*QUOTED PASSAGE*:
Shark Tank – How to fund a Startup; VC – Venture Capital

March 21, 2010

How to Raise Capital for a Startup?  Aquiring Funding.

Raising capital is no small task; in fact, it can be likened to the process of climbing a ladder. At each rung, you achieve new goals for your company and the height of your ascent represents the value of the business. Initial financing are often the first or second rungs.

What happens when the stakes go up and you require additional capital?  That is the time to contact a Venture Capitalist. You’ve been rehearsing your pitch; startup story, PowerPoint presentation; you’re tired, but ready for anything. Then, the venture capitalist walks into the room. What then? Relax! The hard part is over; you have already arranged the meeting.  In other words, someone they know and trust referred you (often the best approach) or your idea has captured their attention on its own merit from an early communication. Now, you’ve got to fight to get to the top of their investment prospect lists.  Deliver a great startup story.  What happens once the story is over? It is imperative that the lines of communication stay open so that you can get to the top of that list. Keep the following points in mind.

Understand your business fully. This is obviously first and foremost. Not only should you be completely comfortable with your idea, you must know it inside and out, in terms of business. What is your value proposition to the customer? What is your target market and its expected growth? Be comfortable with your financial model–show that you’ve done your homework, because VCs will probe deeply. And, under no circumstances will you try to fake out an investor if he or she asks a tough question. If you become stumped, openly acknowledge that you need to look into it further. Whether or not they can sniff fakers out, they still probably prefer those who honestly recognize any gaps in their knowledge, and who will seek to rectify it, to those who act like they know it all, already.

Really try to distinguish yourself. How have your experiences, business-related or not, put you on track for success? Show your passion for it. Show them your commitment to the idea, your investments, financial and personal, as well as the abandonment of any alternatives to the starting of the business. Make yourself an example as to why this is such a compelling opportunity and why its pursuit is impossible to pass by.

Make a connection with the Venture Capitalists. If there are any links to the prospective investor, don’t be shy about discussing them. The easiest thing to do is to look at their past investments. Explore their relevance to your idea. Demonstrate any correlations with their portfolio companies’ fundamentals.

*THE TASKS*:
a. List the points that the startup funding post tells the reader to keep in mind, giving each as the opening sentence of its paragraph.
b. Reproduce the part of the startup funding post that opens with the words "March 21, 2010" and ends after the words "or second rungs.".

*PROVIDED DATA*:
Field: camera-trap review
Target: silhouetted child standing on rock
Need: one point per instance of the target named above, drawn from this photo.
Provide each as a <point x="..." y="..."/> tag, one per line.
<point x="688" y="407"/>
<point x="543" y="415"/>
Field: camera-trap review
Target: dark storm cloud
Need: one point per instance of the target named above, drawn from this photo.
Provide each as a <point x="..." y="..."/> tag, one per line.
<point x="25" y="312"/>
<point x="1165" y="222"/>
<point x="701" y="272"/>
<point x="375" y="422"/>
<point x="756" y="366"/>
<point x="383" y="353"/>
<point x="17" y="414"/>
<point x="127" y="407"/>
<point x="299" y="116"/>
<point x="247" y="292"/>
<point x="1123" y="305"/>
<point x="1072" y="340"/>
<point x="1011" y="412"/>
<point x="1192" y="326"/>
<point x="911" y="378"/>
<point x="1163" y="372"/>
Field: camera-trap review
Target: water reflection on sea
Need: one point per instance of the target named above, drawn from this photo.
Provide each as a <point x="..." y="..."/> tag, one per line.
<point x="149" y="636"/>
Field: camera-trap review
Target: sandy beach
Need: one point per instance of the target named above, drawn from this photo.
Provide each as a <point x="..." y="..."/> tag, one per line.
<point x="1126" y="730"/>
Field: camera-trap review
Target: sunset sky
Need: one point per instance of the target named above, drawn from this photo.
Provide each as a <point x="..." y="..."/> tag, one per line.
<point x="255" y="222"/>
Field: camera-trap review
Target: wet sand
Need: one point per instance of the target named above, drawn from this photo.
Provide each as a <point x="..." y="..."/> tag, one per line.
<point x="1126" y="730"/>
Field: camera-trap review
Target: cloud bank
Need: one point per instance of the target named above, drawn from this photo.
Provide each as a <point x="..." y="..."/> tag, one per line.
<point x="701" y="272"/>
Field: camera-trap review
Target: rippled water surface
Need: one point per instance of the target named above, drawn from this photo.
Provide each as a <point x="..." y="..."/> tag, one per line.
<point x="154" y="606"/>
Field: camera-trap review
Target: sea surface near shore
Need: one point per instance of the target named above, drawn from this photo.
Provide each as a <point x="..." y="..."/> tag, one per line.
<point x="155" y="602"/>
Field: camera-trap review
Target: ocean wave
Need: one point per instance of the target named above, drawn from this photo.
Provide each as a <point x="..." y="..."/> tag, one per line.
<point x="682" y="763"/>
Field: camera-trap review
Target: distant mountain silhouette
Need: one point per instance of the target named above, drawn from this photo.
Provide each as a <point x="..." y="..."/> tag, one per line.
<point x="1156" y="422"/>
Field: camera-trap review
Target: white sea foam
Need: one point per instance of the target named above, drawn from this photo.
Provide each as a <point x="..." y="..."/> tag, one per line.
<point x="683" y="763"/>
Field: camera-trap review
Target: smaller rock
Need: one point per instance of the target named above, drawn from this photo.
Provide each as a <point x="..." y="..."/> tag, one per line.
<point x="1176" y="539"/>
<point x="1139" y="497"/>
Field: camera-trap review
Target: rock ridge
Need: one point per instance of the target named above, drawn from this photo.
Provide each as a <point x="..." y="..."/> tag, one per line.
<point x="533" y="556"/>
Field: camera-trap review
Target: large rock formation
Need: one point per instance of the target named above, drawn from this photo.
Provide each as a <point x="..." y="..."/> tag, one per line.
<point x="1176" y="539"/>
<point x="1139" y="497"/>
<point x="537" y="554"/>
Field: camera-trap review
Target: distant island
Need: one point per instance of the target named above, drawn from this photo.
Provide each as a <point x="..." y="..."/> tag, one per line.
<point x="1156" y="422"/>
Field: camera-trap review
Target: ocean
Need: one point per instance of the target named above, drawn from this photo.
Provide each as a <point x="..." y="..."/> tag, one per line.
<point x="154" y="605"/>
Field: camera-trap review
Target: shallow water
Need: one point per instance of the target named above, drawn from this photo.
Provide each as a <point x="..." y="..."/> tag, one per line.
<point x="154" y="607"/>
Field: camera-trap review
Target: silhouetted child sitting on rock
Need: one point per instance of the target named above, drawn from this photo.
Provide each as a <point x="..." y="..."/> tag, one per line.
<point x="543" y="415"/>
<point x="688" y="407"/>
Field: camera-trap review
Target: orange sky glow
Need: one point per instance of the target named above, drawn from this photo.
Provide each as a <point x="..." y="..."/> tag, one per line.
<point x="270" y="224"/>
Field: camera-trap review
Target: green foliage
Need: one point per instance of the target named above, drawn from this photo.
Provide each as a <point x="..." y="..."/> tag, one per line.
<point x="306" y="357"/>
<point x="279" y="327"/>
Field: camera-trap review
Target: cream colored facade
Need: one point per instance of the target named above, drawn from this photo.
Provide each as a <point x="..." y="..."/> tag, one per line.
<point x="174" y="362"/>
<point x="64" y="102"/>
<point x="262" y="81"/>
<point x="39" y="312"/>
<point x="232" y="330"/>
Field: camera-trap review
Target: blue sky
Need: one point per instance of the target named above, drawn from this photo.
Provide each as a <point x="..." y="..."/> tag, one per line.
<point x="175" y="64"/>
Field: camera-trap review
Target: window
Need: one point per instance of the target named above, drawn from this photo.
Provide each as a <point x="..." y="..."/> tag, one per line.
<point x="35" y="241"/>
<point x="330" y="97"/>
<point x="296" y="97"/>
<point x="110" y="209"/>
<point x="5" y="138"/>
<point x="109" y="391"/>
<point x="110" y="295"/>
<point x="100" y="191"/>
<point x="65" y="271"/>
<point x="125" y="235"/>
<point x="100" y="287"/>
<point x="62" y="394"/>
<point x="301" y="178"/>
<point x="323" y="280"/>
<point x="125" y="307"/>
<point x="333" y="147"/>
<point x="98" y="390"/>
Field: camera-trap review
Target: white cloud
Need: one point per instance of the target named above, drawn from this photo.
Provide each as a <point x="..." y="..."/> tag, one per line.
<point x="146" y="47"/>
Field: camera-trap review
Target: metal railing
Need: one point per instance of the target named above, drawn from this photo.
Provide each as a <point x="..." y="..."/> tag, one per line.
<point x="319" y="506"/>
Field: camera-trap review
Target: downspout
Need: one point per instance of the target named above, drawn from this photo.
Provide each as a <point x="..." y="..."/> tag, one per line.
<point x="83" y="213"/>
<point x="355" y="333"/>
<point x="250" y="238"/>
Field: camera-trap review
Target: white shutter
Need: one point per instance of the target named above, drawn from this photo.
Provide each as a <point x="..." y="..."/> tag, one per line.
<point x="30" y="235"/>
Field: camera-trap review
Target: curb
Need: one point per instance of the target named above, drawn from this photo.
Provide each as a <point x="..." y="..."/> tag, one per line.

*TASK RESPONSES*:
a.
- Understand your business fully.
- Really try to distinguish yourself.
- Make a connection with the Venture Capitalists.

b.
March 21, 2010

How to Raise Capital for a Startup?  Aquiring Funding.

Raising capital is no small task; in fact, it can be likened to the process of climbing a ladder. At each rung, you achieve new goals for your company and the height of your ascent represents the value of the business. Initial financing are often the first or second rungs.